> [Work item]: Print the listing below in its entirety, character for character.

> [Supplied data]:
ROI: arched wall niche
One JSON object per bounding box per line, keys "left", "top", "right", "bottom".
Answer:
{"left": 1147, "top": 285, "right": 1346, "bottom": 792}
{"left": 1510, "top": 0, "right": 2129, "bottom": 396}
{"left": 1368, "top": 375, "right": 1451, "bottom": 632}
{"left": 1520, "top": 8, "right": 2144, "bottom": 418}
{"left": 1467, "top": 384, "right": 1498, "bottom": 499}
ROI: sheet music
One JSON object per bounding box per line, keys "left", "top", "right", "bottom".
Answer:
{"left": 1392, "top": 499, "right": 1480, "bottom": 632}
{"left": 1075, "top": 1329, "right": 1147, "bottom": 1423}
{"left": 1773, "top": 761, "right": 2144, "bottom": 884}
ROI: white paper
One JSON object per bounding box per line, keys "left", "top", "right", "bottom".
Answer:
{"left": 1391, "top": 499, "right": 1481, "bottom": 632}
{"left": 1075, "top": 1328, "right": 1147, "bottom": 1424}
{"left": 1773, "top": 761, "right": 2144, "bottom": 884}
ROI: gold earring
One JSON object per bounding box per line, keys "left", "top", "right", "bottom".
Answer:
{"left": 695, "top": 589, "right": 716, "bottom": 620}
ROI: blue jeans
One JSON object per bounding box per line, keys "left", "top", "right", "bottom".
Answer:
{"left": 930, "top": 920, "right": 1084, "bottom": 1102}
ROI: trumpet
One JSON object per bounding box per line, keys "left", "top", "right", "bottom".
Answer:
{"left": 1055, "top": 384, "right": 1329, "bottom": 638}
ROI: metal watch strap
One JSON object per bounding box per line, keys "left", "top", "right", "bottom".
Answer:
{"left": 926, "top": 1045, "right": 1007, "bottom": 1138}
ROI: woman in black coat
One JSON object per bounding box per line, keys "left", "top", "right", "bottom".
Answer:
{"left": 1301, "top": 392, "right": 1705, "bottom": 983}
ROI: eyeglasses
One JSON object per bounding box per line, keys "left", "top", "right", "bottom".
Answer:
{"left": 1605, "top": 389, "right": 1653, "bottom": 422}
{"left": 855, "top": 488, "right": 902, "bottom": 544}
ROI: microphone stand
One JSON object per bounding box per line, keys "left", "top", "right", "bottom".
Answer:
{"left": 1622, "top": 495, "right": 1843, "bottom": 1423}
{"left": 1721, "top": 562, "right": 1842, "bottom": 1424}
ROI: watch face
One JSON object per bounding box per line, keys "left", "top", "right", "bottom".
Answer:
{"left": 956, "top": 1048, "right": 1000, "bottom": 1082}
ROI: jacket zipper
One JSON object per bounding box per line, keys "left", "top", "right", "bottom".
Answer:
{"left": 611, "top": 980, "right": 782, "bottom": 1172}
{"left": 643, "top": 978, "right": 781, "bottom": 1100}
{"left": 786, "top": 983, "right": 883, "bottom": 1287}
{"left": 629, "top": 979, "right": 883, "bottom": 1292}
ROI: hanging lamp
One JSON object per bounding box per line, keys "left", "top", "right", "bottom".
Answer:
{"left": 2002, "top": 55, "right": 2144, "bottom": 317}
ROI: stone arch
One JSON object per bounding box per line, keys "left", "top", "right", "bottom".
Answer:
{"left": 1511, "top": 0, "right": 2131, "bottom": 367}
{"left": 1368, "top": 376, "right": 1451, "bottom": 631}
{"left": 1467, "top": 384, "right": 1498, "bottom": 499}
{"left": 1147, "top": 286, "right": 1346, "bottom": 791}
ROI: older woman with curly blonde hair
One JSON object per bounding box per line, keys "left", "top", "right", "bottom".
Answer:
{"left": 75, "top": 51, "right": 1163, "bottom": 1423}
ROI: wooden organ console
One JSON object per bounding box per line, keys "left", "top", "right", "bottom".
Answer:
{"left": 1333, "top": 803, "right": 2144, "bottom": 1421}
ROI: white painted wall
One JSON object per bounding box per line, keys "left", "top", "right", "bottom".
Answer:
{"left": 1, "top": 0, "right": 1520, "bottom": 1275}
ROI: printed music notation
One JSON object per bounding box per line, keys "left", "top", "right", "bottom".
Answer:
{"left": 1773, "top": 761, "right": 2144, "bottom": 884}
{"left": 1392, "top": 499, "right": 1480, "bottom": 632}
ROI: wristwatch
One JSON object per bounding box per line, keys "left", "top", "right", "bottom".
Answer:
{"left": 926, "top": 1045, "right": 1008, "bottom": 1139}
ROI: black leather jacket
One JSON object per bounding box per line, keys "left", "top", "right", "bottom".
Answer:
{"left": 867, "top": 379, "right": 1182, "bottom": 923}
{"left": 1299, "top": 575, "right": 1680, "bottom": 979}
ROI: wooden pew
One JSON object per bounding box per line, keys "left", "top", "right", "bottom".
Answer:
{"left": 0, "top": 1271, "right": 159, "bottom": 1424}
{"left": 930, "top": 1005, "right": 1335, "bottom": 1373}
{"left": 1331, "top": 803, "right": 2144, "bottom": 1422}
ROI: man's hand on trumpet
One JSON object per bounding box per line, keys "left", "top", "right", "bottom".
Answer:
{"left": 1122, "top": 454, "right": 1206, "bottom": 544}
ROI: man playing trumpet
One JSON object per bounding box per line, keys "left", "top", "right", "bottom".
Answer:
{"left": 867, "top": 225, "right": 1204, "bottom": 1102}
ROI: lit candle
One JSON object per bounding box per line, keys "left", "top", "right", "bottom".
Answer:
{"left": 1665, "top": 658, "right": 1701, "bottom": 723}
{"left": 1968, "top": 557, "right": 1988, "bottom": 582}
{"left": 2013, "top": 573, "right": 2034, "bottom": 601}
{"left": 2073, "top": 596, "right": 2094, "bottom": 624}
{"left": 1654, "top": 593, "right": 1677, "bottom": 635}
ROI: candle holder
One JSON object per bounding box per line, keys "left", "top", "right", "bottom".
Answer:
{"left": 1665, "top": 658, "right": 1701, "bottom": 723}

> [Response to this task]:
ROI: arched wall niche
One JSON object per bounding box per line, keys "left", "top", "right", "bottom".
Answer:
{"left": 1147, "top": 285, "right": 1346, "bottom": 792}
{"left": 1510, "top": 0, "right": 2129, "bottom": 396}
{"left": 1368, "top": 375, "right": 1451, "bottom": 632}
{"left": 1520, "top": 8, "right": 2144, "bottom": 418}
{"left": 1467, "top": 384, "right": 1498, "bottom": 499}
ROI: sheet music
One JSON object per bounding box per line, keys "left", "top", "right", "bottom".
Answer:
{"left": 1392, "top": 499, "right": 1480, "bottom": 632}
{"left": 1075, "top": 1329, "right": 1147, "bottom": 1423}
{"left": 1773, "top": 761, "right": 2144, "bottom": 884}
ROI: white paper
One JSON object per bounding box per line, keys "left", "top", "right", "bottom".
Answer:
{"left": 1391, "top": 499, "right": 1481, "bottom": 632}
{"left": 1075, "top": 1328, "right": 1147, "bottom": 1424}
{"left": 1773, "top": 761, "right": 2144, "bottom": 884}
ROI: gold earring
One JSON object per bounding box per line, keys "left", "top", "right", "bottom".
Answer:
{"left": 695, "top": 589, "right": 716, "bottom": 620}
ROI: blue jeans
One JSON object per bounding box per line, keys "left", "top", "right", "bottom".
Answer:
{"left": 930, "top": 920, "right": 1084, "bottom": 1102}
ROI: trumpet
One JSON object per bounding box per line, keys "left", "top", "right", "bottom".
Answer:
{"left": 1055, "top": 384, "right": 1329, "bottom": 638}
ROI: metal watch strap
One JSON object per bounding box per line, keys "left", "top", "right", "bottom".
Answer:
{"left": 926, "top": 1045, "right": 1007, "bottom": 1138}
ROI: woman in black coat
One JSON object per bounding box per line, keys "left", "top", "right", "bottom".
Answer:
{"left": 1301, "top": 392, "right": 1705, "bottom": 983}
ROI: eyeglasses
One JSON object per bounding box per line, keys "left", "top", "right", "bottom".
Answer:
{"left": 1605, "top": 389, "right": 1653, "bottom": 422}
{"left": 855, "top": 488, "right": 902, "bottom": 544}
ROI: microphone stand
One JSON object per bounding box per line, keys "left", "top", "right", "bottom".
Answer:
{"left": 1622, "top": 495, "right": 1843, "bottom": 1423}
{"left": 1721, "top": 562, "right": 1842, "bottom": 1424}
ROI: watch face
One JSON object per bounding box per line, keys "left", "top", "right", "bottom".
Answer:
{"left": 956, "top": 1048, "right": 1000, "bottom": 1082}
ROI: jacket zipper
One JSON object per bounding box per line, keys "left", "top", "right", "bottom".
Answer:
{"left": 611, "top": 980, "right": 782, "bottom": 1172}
{"left": 643, "top": 978, "right": 781, "bottom": 1100}
{"left": 786, "top": 983, "right": 883, "bottom": 1287}
{"left": 629, "top": 979, "right": 883, "bottom": 1292}
ROI: hanging lamp
One JSON object per bounding box per line, keys "left", "top", "right", "bottom".
Answer:
{"left": 2002, "top": 55, "right": 2144, "bottom": 317}
ROI: stone arch
One JSON object per bounding box per line, keys "left", "top", "right", "bottom".
Answer:
{"left": 1511, "top": 0, "right": 2131, "bottom": 367}
{"left": 1368, "top": 376, "right": 1451, "bottom": 631}
{"left": 1467, "top": 384, "right": 1498, "bottom": 499}
{"left": 1147, "top": 286, "right": 1346, "bottom": 791}
ROI: older woman with curly blonde hair
One JSON object per bounding box per line, keys "left", "top", "right", "bottom".
Answer:
{"left": 75, "top": 51, "right": 1163, "bottom": 1423}
ROI: wooden organ console
One JSON object per bounding box per line, keys "left", "top", "right", "bottom".
Answer:
{"left": 1333, "top": 803, "right": 2144, "bottom": 1421}
ROI: white painted wall
One JSON object per bounding box per line, keys "left", "top", "right", "bottom".
Answer:
{"left": 1, "top": 0, "right": 1520, "bottom": 1275}
ROI: printed music notation
One JSON object per bounding box per line, keys "left", "top", "right", "bottom".
Answer:
{"left": 1773, "top": 761, "right": 2144, "bottom": 884}
{"left": 1392, "top": 499, "right": 1480, "bottom": 632}
ROI: wristwatch
One JSON object per bounding box per line, keys "left", "top", "right", "bottom".
Answer:
{"left": 926, "top": 1045, "right": 1008, "bottom": 1139}
ROI: black leather jacket
One JSON object per bounding box per line, keys "left", "top", "right", "bottom".
Answer:
{"left": 867, "top": 379, "right": 1182, "bottom": 923}
{"left": 1299, "top": 575, "right": 1680, "bottom": 979}
ROI: wooden pew
One JSON object per bounding box per line, keys "left", "top", "right", "bottom".
Answer:
{"left": 0, "top": 1271, "right": 159, "bottom": 1424}
{"left": 930, "top": 1005, "right": 1335, "bottom": 1373}
{"left": 1331, "top": 803, "right": 2144, "bottom": 1422}
ROI: man's hand on trumpet
One JSON object per bounding box per line, keys "left", "top", "right", "bottom".
Answer:
{"left": 1122, "top": 454, "right": 1206, "bottom": 544}
ROI: man playing trumpet
One JSON object per bounding box per line, keys "left", "top", "right", "bottom".
Answer:
{"left": 867, "top": 225, "right": 1204, "bottom": 1102}
ROI: lit candle
One JSON object per bounding box per line, keys "left", "top", "right", "bottom".
Answer:
{"left": 1665, "top": 658, "right": 1701, "bottom": 723}
{"left": 1968, "top": 557, "right": 1988, "bottom": 582}
{"left": 2013, "top": 573, "right": 2034, "bottom": 601}
{"left": 2073, "top": 596, "right": 2094, "bottom": 624}
{"left": 1654, "top": 593, "right": 1677, "bottom": 635}
ROI: candle holder
One JSON object per bounding box per line, keys "left", "top", "right", "bottom".
Answer:
{"left": 1665, "top": 658, "right": 1701, "bottom": 723}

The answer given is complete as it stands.